_Data listing_:
---------------

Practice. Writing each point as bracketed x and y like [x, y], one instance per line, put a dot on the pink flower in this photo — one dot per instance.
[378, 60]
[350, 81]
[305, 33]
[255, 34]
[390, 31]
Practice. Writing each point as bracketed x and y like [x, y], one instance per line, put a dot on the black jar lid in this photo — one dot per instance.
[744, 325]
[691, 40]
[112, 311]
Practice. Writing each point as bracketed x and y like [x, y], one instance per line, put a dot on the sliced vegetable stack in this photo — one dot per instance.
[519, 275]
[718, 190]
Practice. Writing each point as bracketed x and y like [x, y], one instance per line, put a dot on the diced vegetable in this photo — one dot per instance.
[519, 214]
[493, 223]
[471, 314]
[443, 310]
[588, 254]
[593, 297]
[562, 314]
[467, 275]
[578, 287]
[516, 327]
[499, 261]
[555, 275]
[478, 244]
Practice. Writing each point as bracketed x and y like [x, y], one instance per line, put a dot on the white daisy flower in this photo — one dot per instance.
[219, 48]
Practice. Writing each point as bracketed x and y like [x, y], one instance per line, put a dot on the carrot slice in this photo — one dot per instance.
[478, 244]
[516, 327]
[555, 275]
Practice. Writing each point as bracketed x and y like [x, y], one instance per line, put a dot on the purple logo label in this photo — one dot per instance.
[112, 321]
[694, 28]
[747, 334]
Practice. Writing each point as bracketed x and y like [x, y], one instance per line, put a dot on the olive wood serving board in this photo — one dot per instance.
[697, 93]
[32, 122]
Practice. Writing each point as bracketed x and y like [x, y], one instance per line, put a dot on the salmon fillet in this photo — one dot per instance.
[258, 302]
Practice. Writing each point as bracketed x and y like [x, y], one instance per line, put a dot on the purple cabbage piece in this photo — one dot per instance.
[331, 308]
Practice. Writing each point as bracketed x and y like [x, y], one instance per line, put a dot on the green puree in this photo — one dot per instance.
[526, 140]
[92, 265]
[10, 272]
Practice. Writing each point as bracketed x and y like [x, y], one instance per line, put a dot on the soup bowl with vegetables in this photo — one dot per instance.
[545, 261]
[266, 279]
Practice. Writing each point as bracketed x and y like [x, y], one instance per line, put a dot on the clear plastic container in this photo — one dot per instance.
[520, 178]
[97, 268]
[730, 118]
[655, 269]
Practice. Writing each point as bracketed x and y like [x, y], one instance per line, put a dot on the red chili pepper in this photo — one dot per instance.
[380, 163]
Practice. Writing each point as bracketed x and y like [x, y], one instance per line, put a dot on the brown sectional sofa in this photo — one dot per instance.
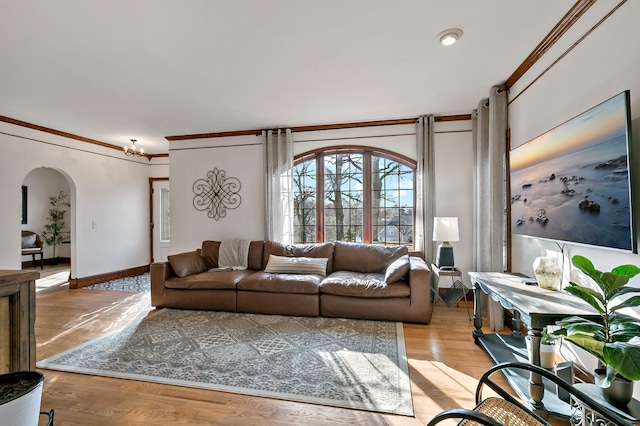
[362, 281]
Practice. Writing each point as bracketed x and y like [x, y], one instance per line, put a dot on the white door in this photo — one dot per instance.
[161, 222]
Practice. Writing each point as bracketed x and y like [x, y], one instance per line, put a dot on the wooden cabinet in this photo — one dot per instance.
[17, 320]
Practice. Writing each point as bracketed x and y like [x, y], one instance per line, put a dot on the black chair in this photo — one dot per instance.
[506, 409]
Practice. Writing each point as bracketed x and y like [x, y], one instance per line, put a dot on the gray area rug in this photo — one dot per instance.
[135, 284]
[329, 361]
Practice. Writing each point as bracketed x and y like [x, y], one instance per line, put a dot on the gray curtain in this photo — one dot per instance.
[425, 184]
[489, 127]
[278, 151]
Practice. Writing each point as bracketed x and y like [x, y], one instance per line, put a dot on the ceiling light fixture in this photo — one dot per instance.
[133, 151]
[450, 36]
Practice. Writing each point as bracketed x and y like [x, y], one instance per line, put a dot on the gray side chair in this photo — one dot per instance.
[32, 244]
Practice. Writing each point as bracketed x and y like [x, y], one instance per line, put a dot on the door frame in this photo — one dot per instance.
[151, 224]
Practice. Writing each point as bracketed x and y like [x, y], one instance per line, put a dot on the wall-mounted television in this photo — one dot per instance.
[574, 183]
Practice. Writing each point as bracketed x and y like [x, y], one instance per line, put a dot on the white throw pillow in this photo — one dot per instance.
[297, 265]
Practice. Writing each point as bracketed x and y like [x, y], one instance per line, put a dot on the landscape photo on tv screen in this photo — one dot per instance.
[572, 183]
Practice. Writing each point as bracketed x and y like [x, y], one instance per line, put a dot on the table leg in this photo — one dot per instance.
[536, 388]
[477, 314]
[516, 322]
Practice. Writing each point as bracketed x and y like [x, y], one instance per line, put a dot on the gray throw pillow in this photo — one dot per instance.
[397, 270]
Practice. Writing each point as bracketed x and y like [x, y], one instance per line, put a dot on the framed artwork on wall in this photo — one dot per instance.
[23, 198]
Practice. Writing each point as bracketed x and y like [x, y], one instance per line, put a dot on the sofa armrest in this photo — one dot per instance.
[159, 273]
[420, 285]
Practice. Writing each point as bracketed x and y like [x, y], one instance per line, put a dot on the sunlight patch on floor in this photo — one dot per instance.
[53, 280]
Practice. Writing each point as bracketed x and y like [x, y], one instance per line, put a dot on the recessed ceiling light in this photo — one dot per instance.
[450, 36]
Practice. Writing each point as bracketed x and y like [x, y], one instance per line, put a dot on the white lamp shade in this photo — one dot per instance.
[445, 229]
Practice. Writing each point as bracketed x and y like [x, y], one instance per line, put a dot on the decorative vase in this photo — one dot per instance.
[548, 272]
[547, 356]
[619, 393]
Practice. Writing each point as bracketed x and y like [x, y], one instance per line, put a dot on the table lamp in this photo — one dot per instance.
[445, 229]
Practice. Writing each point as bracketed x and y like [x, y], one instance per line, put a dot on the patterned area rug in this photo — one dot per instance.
[135, 284]
[328, 361]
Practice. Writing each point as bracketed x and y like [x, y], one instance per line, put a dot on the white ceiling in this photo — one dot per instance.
[146, 69]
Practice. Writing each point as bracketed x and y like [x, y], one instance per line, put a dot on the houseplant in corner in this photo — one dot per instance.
[53, 231]
[615, 340]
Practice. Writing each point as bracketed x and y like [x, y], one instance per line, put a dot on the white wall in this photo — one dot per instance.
[238, 157]
[604, 64]
[106, 188]
[242, 157]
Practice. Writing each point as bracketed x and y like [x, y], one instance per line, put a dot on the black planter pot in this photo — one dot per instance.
[619, 393]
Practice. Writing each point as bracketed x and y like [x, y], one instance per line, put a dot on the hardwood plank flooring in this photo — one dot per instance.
[444, 365]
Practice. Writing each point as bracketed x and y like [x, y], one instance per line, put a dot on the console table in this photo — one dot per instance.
[17, 320]
[536, 308]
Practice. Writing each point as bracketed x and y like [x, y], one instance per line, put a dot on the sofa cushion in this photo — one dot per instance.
[215, 280]
[309, 250]
[365, 257]
[281, 283]
[357, 284]
[29, 241]
[211, 250]
[296, 265]
[397, 270]
[187, 263]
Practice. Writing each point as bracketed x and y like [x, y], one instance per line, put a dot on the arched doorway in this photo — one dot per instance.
[38, 185]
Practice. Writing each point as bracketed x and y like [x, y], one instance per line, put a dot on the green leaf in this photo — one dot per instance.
[629, 271]
[624, 358]
[611, 282]
[584, 265]
[631, 302]
[592, 297]
[625, 290]
[589, 344]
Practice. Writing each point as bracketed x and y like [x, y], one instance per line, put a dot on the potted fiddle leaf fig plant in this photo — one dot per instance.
[615, 339]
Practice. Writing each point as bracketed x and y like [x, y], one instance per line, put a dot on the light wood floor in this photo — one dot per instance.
[444, 366]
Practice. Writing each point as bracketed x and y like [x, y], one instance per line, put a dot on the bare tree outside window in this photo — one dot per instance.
[339, 201]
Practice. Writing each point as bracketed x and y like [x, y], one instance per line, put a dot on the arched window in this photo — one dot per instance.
[354, 194]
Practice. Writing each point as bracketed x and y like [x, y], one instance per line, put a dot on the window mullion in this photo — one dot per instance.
[366, 198]
[320, 198]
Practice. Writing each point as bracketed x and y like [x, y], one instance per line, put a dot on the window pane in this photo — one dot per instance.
[391, 202]
[304, 203]
[165, 223]
[343, 197]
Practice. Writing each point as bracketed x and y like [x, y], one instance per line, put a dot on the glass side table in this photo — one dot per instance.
[455, 293]
[586, 417]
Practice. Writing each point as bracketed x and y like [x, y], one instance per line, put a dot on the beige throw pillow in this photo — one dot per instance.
[397, 270]
[297, 265]
[188, 263]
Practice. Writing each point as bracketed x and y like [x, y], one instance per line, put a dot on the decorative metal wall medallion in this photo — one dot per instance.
[216, 194]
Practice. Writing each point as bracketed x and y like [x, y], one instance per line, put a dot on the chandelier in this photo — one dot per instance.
[132, 151]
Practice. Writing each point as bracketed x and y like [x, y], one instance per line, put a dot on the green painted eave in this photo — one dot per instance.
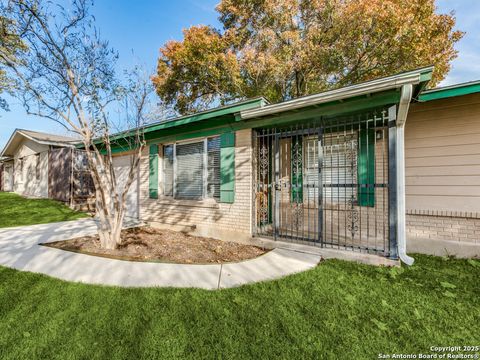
[334, 109]
[219, 114]
[450, 91]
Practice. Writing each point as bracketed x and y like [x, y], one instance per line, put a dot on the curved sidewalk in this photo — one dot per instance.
[19, 249]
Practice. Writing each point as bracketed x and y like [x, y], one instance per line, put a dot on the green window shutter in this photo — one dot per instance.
[297, 170]
[153, 172]
[227, 167]
[366, 167]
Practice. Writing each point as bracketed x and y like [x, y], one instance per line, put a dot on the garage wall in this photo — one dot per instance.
[122, 164]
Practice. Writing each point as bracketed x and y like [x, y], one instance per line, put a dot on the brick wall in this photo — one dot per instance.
[234, 217]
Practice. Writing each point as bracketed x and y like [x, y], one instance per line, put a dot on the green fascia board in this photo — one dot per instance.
[220, 112]
[335, 108]
[450, 91]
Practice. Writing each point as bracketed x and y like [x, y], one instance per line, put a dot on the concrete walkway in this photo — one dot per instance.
[19, 249]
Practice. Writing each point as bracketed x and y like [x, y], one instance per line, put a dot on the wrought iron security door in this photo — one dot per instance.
[326, 185]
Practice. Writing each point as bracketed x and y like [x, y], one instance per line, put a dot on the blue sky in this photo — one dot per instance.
[138, 31]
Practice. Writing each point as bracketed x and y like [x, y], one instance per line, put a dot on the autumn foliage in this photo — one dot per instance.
[282, 49]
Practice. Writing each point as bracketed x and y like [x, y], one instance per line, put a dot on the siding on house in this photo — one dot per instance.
[31, 169]
[210, 217]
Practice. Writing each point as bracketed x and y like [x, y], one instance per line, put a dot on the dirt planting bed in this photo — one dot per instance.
[150, 244]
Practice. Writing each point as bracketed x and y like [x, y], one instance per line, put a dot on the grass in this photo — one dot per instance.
[16, 210]
[337, 310]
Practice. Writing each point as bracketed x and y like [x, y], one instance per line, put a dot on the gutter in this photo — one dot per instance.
[405, 99]
[374, 86]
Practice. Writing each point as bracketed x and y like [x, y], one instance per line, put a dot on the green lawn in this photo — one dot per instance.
[17, 211]
[338, 310]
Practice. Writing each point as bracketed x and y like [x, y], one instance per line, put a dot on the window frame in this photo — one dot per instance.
[174, 195]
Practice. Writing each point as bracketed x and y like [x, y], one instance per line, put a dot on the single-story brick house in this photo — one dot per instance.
[369, 167]
[41, 165]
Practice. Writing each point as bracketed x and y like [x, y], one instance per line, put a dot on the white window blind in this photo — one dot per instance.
[168, 170]
[213, 179]
[190, 167]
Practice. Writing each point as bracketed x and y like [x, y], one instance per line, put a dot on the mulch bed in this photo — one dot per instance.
[156, 245]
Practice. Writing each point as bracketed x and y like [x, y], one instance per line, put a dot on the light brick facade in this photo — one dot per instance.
[211, 218]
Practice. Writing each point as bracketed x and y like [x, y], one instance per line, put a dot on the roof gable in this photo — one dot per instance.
[41, 138]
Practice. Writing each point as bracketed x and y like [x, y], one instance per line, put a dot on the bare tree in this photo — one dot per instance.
[68, 76]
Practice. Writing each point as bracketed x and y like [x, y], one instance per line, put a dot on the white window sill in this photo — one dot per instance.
[204, 203]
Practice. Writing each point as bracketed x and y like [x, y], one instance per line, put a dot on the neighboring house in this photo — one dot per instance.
[44, 165]
[337, 169]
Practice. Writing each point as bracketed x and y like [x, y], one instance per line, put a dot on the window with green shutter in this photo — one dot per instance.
[366, 167]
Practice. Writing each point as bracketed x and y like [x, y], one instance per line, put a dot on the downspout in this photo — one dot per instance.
[404, 104]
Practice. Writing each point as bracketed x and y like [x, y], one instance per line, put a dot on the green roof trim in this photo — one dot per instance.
[450, 91]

---------------

_What the task requires_: Reproduce precisely the span of lines that begins at the line containing "white window sill" and ends with the last line of the listing.

_Exercise result_:
Practice. Writing each point as bracketed x and y like [x, y], one instance per line, put a dot on the white window sill in this photo — one dot per instance.
[204, 203]
Practice. Writing each point as bracketed x and y like [x, y], one instance per line, put a dot on the neighboring house in this photo — one dot per instance.
[44, 165]
[337, 169]
Practice. Writing each point as bracketed x and y like [x, y], one instance per line, put a dot on the window with green shutter in this photo — one dot per instance.
[366, 167]
Practice. Writing each point as bracketed x and y like [x, y], one instance per line, put a dot on the downspout in this photo — one dot per instance.
[404, 104]
Practice. Writing each point as bracketed x and y like [x, y], one instance per line, put a dot on the green roof trim in this photo — one dot per instance.
[450, 91]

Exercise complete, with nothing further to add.